Exercise brief =
Please output these entries as a two-column CSV with the headers "text" and "answer", one row per entry. Put each field in double quotes and turn any line breaks into spaces.
>> Begin
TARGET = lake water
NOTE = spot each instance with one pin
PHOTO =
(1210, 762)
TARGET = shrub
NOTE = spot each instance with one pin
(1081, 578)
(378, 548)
>> End
Answer for this exercise =
text,answer
"TARGET = lake water NOTE = spot each instance with one pin PHOTO =","(1210, 762)"
"TARGET = shrub NOTE = spot each instance with one pin","(1081, 578) (378, 548)"